### Point annotation records:

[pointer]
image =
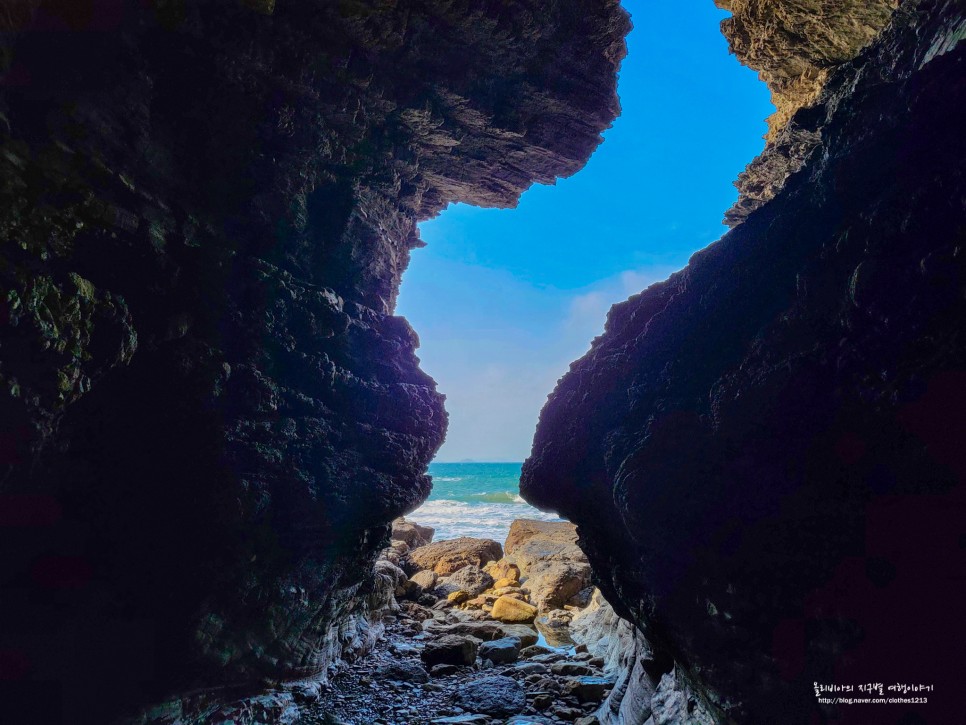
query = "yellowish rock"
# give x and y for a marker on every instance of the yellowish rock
(509, 609)
(503, 569)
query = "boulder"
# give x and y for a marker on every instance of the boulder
(413, 535)
(508, 609)
(553, 583)
(503, 569)
(450, 649)
(501, 651)
(470, 579)
(443, 670)
(571, 669)
(535, 650)
(485, 631)
(497, 696)
(522, 530)
(403, 670)
(589, 688)
(425, 580)
(447, 557)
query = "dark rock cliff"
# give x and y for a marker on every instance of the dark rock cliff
(208, 414)
(764, 454)
(794, 46)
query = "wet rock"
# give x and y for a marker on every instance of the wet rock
(571, 668)
(589, 688)
(404, 671)
(522, 530)
(207, 209)
(443, 670)
(570, 714)
(470, 579)
(535, 650)
(503, 569)
(424, 581)
(501, 651)
(410, 533)
(663, 438)
(483, 630)
(448, 557)
(509, 609)
(531, 668)
(450, 649)
(496, 695)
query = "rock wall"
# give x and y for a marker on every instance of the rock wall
(208, 413)
(763, 453)
(794, 45)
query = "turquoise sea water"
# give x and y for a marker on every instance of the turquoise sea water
(475, 499)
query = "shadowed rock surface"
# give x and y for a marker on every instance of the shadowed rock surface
(794, 45)
(208, 414)
(763, 453)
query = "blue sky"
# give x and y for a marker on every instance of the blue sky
(504, 299)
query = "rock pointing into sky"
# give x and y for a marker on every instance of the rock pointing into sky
(209, 414)
(763, 454)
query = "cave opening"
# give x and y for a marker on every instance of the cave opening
(503, 300)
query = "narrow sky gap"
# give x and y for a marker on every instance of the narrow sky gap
(504, 300)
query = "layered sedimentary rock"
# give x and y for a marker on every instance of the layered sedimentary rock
(763, 454)
(209, 414)
(794, 45)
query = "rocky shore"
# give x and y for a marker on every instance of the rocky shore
(475, 632)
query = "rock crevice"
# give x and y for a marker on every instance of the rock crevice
(759, 452)
(209, 413)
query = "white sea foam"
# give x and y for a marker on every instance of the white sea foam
(487, 520)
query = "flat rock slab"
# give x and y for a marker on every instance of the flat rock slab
(447, 557)
(451, 649)
(497, 696)
(501, 651)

### PROBLEM REQUIREMENTS:
Transcribe all of the material exactly, leaving out whatever pictures it contains.

### COMPLETE ANSWER:
[pointer]
image =
query = "yellowish rock"
# give x and y for a marker on every instance of the yellowish rock
(509, 609)
(503, 569)
query = "boulder"
# give x and y for a marker on every instance of the boulder
(413, 535)
(508, 609)
(553, 583)
(503, 569)
(450, 649)
(501, 651)
(470, 579)
(443, 670)
(571, 669)
(535, 650)
(485, 631)
(497, 696)
(522, 530)
(403, 670)
(589, 688)
(425, 580)
(447, 557)
query = "dark rock cliff"
# give x and y for a marker on every instance of the dark rock cliff
(208, 414)
(764, 454)
(794, 46)
query = "wet rock"
# give x and y for a marker on every instance of the wet rock
(571, 668)
(589, 688)
(404, 671)
(522, 530)
(207, 209)
(443, 670)
(570, 714)
(470, 579)
(535, 650)
(503, 569)
(424, 581)
(501, 651)
(410, 533)
(663, 438)
(483, 630)
(448, 557)
(509, 609)
(531, 668)
(450, 649)
(496, 695)
query = "rock wall"
# give x and y for a marker on every instance of the rock wall
(208, 413)
(763, 453)
(794, 45)
query = "turquoise sea water"
# give x and y for a marker on every instance of the turquoise sea water
(475, 499)
query = "shadowed rock surface"
# give x and y for a marker on every instance of the shadowed rock surface
(794, 45)
(208, 414)
(763, 453)
query = "blue sky"
# give x and y for a marker on every instance of the blue sky
(504, 299)
query = "rock pointing into sky"
# give x and y for a marker on every instance of the rock pointing into sky
(209, 414)
(763, 454)
query = "cave opening"
# give x and y for a marker on every instance of the cave opening
(503, 300)
query = "narrow sky gap"
# give x and y for a marker on every instance of the narrow sky gap
(504, 300)
query = "layered sedimentary rock"
# give x and y for a marker on every instance of the layered sedimentary rock
(763, 454)
(209, 414)
(794, 45)
query = "rocky shore"
# give x and y for a marker on every instance of the rocky shore
(475, 632)
query = "rock crevice"
# give x and y for a marker on every instance of the rock crevice
(759, 452)
(209, 413)
query = "white sea foam"
# give x and y for a marker on every instance of the white sea foam
(487, 520)
query = "flat rock slab"
# give x and y for a marker on every instance of the flat rock slab
(447, 557)
(451, 649)
(497, 696)
(501, 651)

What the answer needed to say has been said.